**Fragmento del documento**
►

Poco a poco van llegando a nuestras pantallas todas las películas que formaron parte de la decepcionante Sección Oficial del pasado Festival de Cannes. La francesa 120 pulsaciones por minuto no solo formó parte de ella, sino que además obtuvo el Gran Premio del Jurado. El director, guionista y montador Robin Campillo, habitual colaborador de Laurent Cantet (dentro de unos meses estrenarán juntos en España El taller de escritura -2017-) nos traslada en su tercer largometraje tras las camaras a principios de los años 90 del pasado siglo, época en la que el SIDA dejó tras de sí miles de fallecidos, creando una sensación de miedo colectivo que ya apuntaba también en 2017 Carla Simón en Verano 1993.

◄

**Información proporcionada**
►

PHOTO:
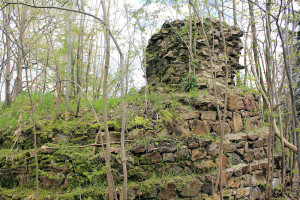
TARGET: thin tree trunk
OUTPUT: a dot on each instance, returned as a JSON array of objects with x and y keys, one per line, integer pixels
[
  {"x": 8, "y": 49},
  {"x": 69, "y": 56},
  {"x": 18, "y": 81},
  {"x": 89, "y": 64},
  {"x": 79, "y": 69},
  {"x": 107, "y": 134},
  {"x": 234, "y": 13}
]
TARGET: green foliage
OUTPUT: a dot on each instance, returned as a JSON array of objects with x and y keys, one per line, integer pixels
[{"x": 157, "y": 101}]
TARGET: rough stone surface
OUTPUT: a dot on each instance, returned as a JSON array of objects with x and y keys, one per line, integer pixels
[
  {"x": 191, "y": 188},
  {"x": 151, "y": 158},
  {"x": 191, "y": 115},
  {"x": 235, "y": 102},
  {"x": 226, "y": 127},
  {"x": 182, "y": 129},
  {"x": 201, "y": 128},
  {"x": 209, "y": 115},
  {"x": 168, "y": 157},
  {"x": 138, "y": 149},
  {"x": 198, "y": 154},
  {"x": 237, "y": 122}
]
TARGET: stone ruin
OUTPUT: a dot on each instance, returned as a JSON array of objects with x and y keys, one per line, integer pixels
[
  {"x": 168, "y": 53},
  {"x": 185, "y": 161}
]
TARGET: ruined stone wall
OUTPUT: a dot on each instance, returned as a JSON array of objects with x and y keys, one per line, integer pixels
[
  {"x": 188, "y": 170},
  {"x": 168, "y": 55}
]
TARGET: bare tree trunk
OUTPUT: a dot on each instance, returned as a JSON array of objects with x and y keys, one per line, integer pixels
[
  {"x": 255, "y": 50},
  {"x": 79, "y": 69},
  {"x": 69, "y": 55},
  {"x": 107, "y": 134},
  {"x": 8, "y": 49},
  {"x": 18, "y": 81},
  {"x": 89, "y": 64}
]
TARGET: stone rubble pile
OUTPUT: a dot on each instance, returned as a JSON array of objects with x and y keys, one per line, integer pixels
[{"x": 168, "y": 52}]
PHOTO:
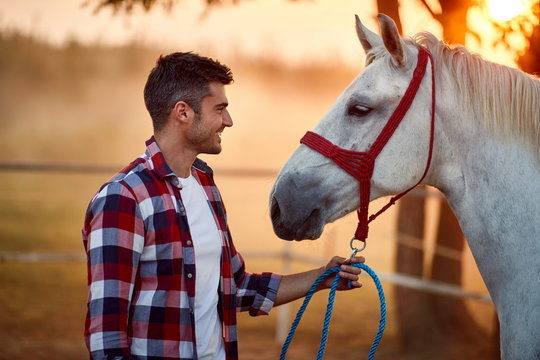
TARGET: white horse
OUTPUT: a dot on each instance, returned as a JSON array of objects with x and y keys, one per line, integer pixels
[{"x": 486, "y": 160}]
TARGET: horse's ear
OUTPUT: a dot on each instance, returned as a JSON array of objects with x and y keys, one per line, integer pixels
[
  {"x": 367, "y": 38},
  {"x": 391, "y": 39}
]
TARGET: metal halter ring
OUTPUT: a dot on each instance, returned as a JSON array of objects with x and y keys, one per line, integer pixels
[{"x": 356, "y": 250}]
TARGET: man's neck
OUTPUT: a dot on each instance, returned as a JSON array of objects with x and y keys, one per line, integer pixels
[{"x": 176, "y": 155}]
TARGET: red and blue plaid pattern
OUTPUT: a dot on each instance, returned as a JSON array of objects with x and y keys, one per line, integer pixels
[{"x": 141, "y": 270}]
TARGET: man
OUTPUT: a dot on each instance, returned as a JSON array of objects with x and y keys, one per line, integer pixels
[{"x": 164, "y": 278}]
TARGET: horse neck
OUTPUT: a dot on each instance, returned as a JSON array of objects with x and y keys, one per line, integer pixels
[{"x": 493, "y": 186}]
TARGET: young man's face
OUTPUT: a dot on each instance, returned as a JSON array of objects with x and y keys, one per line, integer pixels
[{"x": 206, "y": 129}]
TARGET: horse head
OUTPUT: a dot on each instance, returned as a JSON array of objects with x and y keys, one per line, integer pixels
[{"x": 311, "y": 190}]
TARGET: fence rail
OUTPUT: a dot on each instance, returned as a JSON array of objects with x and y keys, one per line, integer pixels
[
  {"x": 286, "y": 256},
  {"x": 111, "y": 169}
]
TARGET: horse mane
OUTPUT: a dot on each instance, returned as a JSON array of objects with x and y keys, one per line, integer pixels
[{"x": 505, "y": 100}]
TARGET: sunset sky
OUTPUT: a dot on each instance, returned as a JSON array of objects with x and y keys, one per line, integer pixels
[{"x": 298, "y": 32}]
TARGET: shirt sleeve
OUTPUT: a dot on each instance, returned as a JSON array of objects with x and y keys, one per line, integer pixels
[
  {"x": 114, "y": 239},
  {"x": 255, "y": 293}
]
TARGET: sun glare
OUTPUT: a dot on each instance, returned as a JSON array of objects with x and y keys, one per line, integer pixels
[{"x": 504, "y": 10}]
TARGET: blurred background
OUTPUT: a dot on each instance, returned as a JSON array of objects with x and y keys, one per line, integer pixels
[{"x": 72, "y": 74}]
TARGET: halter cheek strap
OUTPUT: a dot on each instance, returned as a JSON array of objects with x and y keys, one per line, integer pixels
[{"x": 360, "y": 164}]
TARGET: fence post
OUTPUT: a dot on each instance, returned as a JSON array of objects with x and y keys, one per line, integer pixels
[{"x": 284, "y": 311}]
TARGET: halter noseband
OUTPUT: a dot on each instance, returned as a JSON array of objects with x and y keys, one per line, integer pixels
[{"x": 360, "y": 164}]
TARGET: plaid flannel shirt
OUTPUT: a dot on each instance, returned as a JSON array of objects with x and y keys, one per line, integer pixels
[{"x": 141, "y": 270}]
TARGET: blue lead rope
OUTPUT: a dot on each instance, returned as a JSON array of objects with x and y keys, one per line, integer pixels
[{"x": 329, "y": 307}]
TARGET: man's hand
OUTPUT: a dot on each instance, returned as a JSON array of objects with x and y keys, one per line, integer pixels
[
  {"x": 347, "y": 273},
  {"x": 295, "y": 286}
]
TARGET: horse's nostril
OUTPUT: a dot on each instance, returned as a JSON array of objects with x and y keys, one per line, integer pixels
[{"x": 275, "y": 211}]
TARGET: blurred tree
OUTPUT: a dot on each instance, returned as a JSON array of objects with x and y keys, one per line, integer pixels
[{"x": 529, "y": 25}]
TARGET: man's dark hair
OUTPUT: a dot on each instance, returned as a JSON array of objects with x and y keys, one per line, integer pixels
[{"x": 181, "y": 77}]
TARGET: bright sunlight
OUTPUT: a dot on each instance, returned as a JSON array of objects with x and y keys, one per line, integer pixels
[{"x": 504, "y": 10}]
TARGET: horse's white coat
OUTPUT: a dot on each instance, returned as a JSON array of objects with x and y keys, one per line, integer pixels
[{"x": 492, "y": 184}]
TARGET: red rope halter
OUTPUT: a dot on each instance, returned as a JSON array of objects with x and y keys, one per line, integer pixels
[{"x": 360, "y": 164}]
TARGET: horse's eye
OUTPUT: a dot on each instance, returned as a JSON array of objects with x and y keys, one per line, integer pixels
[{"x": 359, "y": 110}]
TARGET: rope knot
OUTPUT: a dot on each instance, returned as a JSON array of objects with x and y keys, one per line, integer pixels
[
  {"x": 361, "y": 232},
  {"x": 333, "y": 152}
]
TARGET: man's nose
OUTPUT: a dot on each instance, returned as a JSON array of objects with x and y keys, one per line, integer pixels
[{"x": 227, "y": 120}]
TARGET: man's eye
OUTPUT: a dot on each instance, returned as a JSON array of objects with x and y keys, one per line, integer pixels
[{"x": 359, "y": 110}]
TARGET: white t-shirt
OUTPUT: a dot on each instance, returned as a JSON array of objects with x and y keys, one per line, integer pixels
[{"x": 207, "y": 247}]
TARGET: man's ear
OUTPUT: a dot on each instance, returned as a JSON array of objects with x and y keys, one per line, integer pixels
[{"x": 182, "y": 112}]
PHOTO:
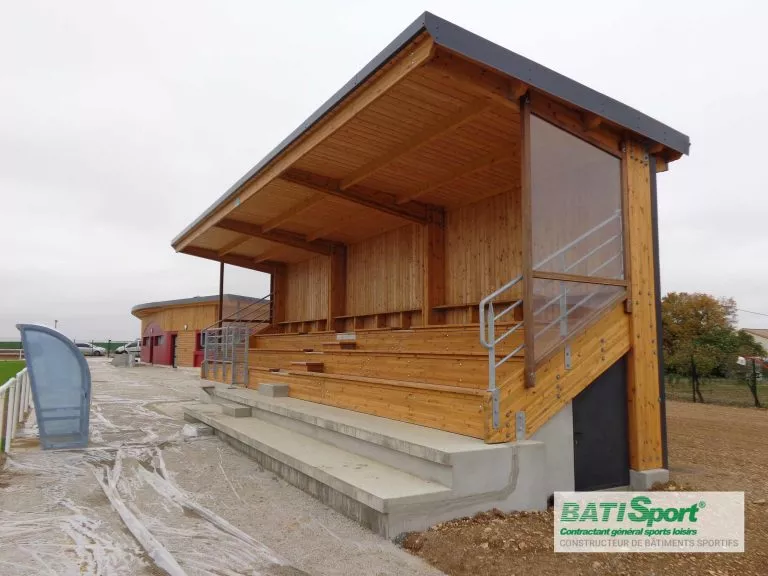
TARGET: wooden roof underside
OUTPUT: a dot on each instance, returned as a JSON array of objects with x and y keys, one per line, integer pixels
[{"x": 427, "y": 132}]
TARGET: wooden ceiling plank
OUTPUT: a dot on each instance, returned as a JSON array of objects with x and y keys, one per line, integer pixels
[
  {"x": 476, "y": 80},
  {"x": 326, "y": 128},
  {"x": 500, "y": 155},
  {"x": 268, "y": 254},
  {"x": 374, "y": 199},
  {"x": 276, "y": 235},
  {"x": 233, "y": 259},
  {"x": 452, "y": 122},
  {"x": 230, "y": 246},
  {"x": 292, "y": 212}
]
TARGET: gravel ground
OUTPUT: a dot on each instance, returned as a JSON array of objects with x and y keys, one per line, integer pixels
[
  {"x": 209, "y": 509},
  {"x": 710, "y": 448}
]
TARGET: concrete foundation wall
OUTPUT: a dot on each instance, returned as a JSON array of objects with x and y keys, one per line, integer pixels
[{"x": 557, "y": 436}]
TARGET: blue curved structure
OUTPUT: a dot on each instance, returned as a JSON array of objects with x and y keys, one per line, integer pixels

◄

**Tarea a realizar**
Reescribe, por favor, el fragmento sobre la película desde "Poco a poco" hasta "en Verano 1993.", ambos incluidos, y cambia "decepcionante" por "irregular". Responde basándote solo en el fragmento sobre la película.

**Respuesta del ejercicio**
Poco a poco van llegando a nuestras pantallas todas las películas que formaron parte de la irregular Sección Oficial del pasado Festival de Cannes. La francesa 120 pulsaciones por minuto no solo formó parte de ella, sino que además obtuvo el Gran Premio del Jurado. El director, guionista y montador Robin Campillo, habitual colaborador de Laurent Cantet (dentro de unos meses estrenarán juntos en España El taller de escritura -2017-) nos traslada en su tercer largometraje tras las camaras a principios de los años 90 del pasado siglo, época en la que el SIDA dejó tras de sí miles de fallecidos, creando una sensación de miedo colectivo que ya apuntaba también en 2017 Carla Simón en Verano 1993.